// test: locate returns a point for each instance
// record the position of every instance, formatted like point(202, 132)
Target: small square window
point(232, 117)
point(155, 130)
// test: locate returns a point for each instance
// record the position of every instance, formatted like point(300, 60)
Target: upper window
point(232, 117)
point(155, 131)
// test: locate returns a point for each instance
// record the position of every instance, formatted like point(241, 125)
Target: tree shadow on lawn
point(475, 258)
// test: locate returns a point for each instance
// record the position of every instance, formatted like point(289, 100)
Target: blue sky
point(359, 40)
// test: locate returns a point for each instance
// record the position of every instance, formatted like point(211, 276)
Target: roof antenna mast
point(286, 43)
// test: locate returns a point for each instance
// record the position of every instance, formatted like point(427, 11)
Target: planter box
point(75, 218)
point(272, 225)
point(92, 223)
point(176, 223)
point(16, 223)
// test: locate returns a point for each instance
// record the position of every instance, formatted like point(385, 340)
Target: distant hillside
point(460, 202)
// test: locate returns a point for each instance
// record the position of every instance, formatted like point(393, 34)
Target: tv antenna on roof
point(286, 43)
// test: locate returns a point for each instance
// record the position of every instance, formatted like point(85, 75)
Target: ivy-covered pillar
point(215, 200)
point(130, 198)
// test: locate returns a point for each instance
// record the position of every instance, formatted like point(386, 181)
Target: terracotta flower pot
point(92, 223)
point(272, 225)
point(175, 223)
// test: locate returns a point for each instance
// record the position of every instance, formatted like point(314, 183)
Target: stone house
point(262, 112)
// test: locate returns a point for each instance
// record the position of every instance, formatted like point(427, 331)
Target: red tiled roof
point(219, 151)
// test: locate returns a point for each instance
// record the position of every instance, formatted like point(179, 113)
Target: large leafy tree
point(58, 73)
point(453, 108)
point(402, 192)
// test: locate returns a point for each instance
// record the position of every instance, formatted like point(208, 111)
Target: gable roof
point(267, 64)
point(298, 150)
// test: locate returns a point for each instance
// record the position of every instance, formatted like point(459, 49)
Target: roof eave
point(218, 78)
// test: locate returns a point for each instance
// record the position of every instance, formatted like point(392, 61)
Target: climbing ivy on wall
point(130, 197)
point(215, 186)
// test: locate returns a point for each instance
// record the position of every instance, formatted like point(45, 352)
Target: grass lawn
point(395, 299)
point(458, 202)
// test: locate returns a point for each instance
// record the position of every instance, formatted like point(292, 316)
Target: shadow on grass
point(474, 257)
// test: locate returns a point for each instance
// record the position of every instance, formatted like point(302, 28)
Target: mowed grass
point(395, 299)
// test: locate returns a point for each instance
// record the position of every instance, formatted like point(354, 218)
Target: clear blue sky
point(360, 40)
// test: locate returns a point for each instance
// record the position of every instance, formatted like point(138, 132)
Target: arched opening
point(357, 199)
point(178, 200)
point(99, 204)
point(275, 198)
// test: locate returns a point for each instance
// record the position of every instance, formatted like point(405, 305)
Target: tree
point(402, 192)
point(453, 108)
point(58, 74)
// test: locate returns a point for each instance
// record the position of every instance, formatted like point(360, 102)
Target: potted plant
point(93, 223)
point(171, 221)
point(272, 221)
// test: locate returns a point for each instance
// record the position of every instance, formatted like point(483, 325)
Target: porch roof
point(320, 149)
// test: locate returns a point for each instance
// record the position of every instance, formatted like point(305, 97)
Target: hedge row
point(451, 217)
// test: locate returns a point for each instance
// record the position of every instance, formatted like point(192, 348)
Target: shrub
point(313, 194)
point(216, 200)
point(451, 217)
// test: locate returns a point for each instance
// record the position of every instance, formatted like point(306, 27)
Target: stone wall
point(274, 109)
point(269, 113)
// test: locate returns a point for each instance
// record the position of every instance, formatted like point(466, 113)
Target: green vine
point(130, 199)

********************

WORK TASK:
Write out, word for word, the line containing "like point(466, 113)" and every line after it to the end of the data above.

WRITTEN RESPONSE:
// record the position of every instance, formatted like point(466, 113)
Target: green vine
point(130, 199)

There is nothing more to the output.